INPUT MATERIAL
-*-*-

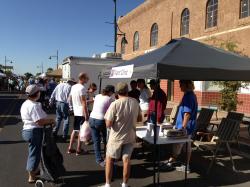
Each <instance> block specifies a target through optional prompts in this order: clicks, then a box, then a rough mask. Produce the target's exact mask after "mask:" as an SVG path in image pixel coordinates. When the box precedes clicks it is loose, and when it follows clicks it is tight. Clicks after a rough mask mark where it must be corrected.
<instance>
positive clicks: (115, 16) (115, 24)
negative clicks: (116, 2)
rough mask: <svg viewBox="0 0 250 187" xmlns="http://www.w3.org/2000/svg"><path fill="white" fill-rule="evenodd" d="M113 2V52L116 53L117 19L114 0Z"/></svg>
mask: <svg viewBox="0 0 250 187" xmlns="http://www.w3.org/2000/svg"><path fill="white" fill-rule="evenodd" d="M113 1H114V3H115V16H114V52H115V53H116V42H117V20H116V0H113Z"/></svg>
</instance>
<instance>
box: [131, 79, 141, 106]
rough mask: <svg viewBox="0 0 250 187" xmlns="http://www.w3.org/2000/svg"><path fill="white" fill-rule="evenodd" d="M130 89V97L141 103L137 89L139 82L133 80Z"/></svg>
mask: <svg viewBox="0 0 250 187" xmlns="http://www.w3.org/2000/svg"><path fill="white" fill-rule="evenodd" d="M130 87H131V91H129V92H128V96H129V97H132V98H135V99H136V100H137V101H138V102H140V101H139V97H140V91H139V90H138V89H137V82H136V81H135V80H132V81H131V82H130Z"/></svg>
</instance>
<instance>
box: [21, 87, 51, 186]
mask: <svg viewBox="0 0 250 187" xmlns="http://www.w3.org/2000/svg"><path fill="white" fill-rule="evenodd" d="M25 93H26V95H27V97H28V98H27V100H26V101H25V102H24V103H23V104H22V106H21V110H20V113H21V118H22V121H23V130H22V137H23V139H24V140H25V141H26V142H28V143H29V146H28V151H29V154H28V159H27V166H26V170H27V171H28V173H29V179H28V182H29V183H33V182H35V180H36V174H37V173H38V172H39V168H38V166H39V163H40V159H41V146H42V137H43V129H42V128H43V126H45V125H49V124H51V125H53V124H54V123H55V121H54V119H49V118H47V114H46V113H45V112H44V111H43V109H42V105H41V103H39V102H37V100H38V99H39V98H40V88H39V87H38V86H37V85H34V84H33V85H30V86H28V87H27V88H26V91H25Z"/></svg>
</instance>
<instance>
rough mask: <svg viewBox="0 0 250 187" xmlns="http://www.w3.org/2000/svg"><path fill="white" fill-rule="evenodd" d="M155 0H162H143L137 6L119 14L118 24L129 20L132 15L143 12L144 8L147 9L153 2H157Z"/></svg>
mask: <svg viewBox="0 0 250 187" xmlns="http://www.w3.org/2000/svg"><path fill="white" fill-rule="evenodd" d="M157 1H158V2H159V3H160V2H162V0H145V2H143V3H142V4H140V5H139V6H138V7H136V8H134V9H133V10H131V11H130V12H128V13H127V14H126V15H124V16H120V17H119V19H118V24H119V25H122V24H125V23H127V22H129V21H130V20H131V19H133V18H134V16H139V15H140V14H142V13H144V12H145V11H146V10H149V9H150V8H152V7H153V5H154V4H156V3H158V2H157Z"/></svg>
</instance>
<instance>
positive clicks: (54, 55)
mask: <svg viewBox="0 0 250 187" xmlns="http://www.w3.org/2000/svg"><path fill="white" fill-rule="evenodd" d="M52 58H56V69H58V50H56V55H54V56H53V55H52V56H50V57H49V59H50V60H51V59H52Z"/></svg>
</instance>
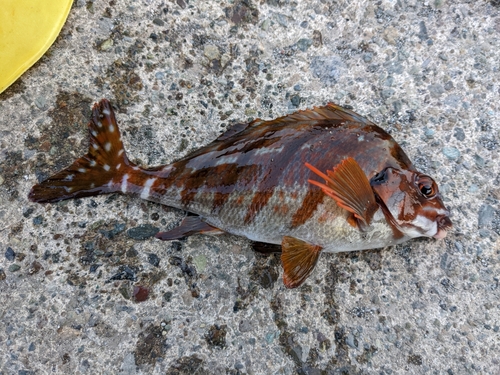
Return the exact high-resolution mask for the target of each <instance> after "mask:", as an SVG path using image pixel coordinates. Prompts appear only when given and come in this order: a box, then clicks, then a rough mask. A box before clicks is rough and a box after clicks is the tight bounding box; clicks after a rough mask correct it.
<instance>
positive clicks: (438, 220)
mask: <svg viewBox="0 0 500 375" xmlns="http://www.w3.org/2000/svg"><path fill="white" fill-rule="evenodd" d="M437 223H438V230H437V232H436V234H435V235H434V236H432V237H434V238H436V239H438V240H441V239H443V238H445V237H446V235H447V234H448V230H449V229H451V228H452V227H453V223H452V222H451V220H450V218H449V217H448V216H440V217H438V218H437Z"/></svg>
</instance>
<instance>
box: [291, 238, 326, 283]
mask: <svg viewBox="0 0 500 375" xmlns="http://www.w3.org/2000/svg"><path fill="white" fill-rule="evenodd" d="M281 251H282V253H281V263H283V283H284V284H285V286H286V287H287V288H297V287H298V286H300V285H302V283H303V282H304V281H305V280H306V279H307V278H308V277H309V275H310V274H311V272H312V270H313V269H314V267H315V266H316V263H317V262H318V259H319V255H320V254H321V246H317V245H311V244H309V243H307V242H304V241H302V240H299V239H297V238H293V237H288V236H285V237H283V241H282V243H281Z"/></svg>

-*-*-

WHAT IS REQUIRED
With every picture removed, give the entries above again exactly.

OUTPUT FOR THIS EXERCISE
Each <instance> block specifies a target through optional prompts in this order: clicks, then a box, then a rough mask. Produce the target's exact mask after "mask:" as an SVG path in image pixel coordinates. When the box precedes clicks it is loose, and when it follows clicks it is tight. Clicks after a rough mask mark where it must be corrected.
<instance>
positive clicks: (115, 16) (115, 24)
negative clicks: (116, 2)
rough mask: <svg viewBox="0 0 250 187" xmlns="http://www.w3.org/2000/svg"><path fill="white" fill-rule="evenodd" d="M113 2V52L116 53L117 19L114 0Z"/></svg>
mask: <svg viewBox="0 0 250 187" xmlns="http://www.w3.org/2000/svg"><path fill="white" fill-rule="evenodd" d="M113 1H114V3H115V16H114V52H115V53H116V42H117V20H116V0H113Z"/></svg>
</instance>
<instance>
box: [131, 79, 141, 106]
rough mask: <svg viewBox="0 0 250 187" xmlns="http://www.w3.org/2000/svg"><path fill="white" fill-rule="evenodd" d="M130 89V97L141 103L137 89L139 82L133 80Z"/></svg>
mask: <svg viewBox="0 0 250 187" xmlns="http://www.w3.org/2000/svg"><path fill="white" fill-rule="evenodd" d="M130 87H131V91H129V92H128V96H129V97H132V98H135V99H136V100H137V101H138V102H140V101H139V97H140V91H139V90H138V89H137V82H136V81H135V80H132V81H131V82H130Z"/></svg>
</instance>
<instance>
box: [21, 87, 51, 186]
mask: <svg viewBox="0 0 250 187" xmlns="http://www.w3.org/2000/svg"><path fill="white" fill-rule="evenodd" d="M25 93H26V95H27V97H28V98H27V100H26V101H25V102H24V103H23V104H22V106H21V110H20V113H21V118H22V121H23V130H22V137H23V139H24V140H25V141H26V142H28V143H29V146H28V151H29V154H28V159H27V166H26V170H27V171H28V173H29V179H28V182H29V183H33V182H35V180H36V174H37V173H38V172H39V168H38V166H39V163H40V159H41V146H42V137H43V129H42V128H43V126H45V125H49V124H51V125H53V124H54V123H55V121H54V119H49V118H47V114H46V113H45V112H44V111H43V109H42V105H41V103H39V102H37V100H38V99H39V98H40V88H39V87H38V86H37V85H34V84H33V85H30V86H28V87H27V88H26V91H25Z"/></svg>
</instance>
<instance>
rough mask: <svg viewBox="0 0 250 187" xmlns="http://www.w3.org/2000/svg"><path fill="white" fill-rule="evenodd" d="M155 0H162H143L137 6L119 14L118 24L129 20L132 15L143 12L144 8L147 9L153 2H157Z"/></svg>
mask: <svg viewBox="0 0 250 187" xmlns="http://www.w3.org/2000/svg"><path fill="white" fill-rule="evenodd" d="M157 1H158V2H159V3H160V2H162V0H145V2H143V3H142V4H140V5H139V6H138V7H136V8H134V9H133V10H131V11H130V12H128V13H127V14H126V15H124V16H120V17H119V19H118V24H119V25H122V24H125V23H127V22H129V21H130V20H131V19H133V18H134V16H139V15H140V14H142V13H144V12H145V11H146V10H149V9H150V8H152V7H153V5H154V4H156V3H158V2H157Z"/></svg>
</instance>
<instance>
positive clicks: (54, 55)
mask: <svg viewBox="0 0 250 187" xmlns="http://www.w3.org/2000/svg"><path fill="white" fill-rule="evenodd" d="M52 58H56V69H58V50H56V55H54V56H53V55H52V56H50V57H49V59H50V60H51V59H52Z"/></svg>
</instance>
Return the exact high-resolution mask for the target of each <instance> after "mask:", as an SVG path using image pixel coordinates. Prompts appear only when given and come in this order: a box, then clicks, then a rough mask. A box before clicks is rough and a box after clicks is the tight bounding box; clicks after a rough mask correct it.
<instance>
positive clicks: (438, 220)
mask: <svg viewBox="0 0 500 375" xmlns="http://www.w3.org/2000/svg"><path fill="white" fill-rule="evenodd" d="M437 223H438V230H437V232H436V234H435V235H434V236H432V237H434V238H436V239H438V240H441V239H443V238H445V237H446V235H447V234H448V230H449V229H451V228H452V227H453V223H452V222H451V220H450V218H449V217H448V216H440V217H438V218H437Z"/></svg>
</instance>
<instance>
box: [291, 238, 326, 283]
mask: <svg viewBox="0 0 500 375" xmlns="http://www.w3.org/2000/svg"><path fill="white" fill-rule="evenodd" d="M281 251H282V253H281V263H283V283H284V284H285V286H286V287H287V288H297V287H298V286H300V285H302V283H303V282H304V281H305V280H306V279H307V278H308V277H309V275H310V274H311V272H312V270H313V269H314V267H315V266H316V263H317V262H318V259H319V255H320V254H321V246H317V245H311V244H309V243H307V242H304V241H302V240H299V239H297V238H293V237H288V236H285V237H283V241H282V243H281Z"/></svg>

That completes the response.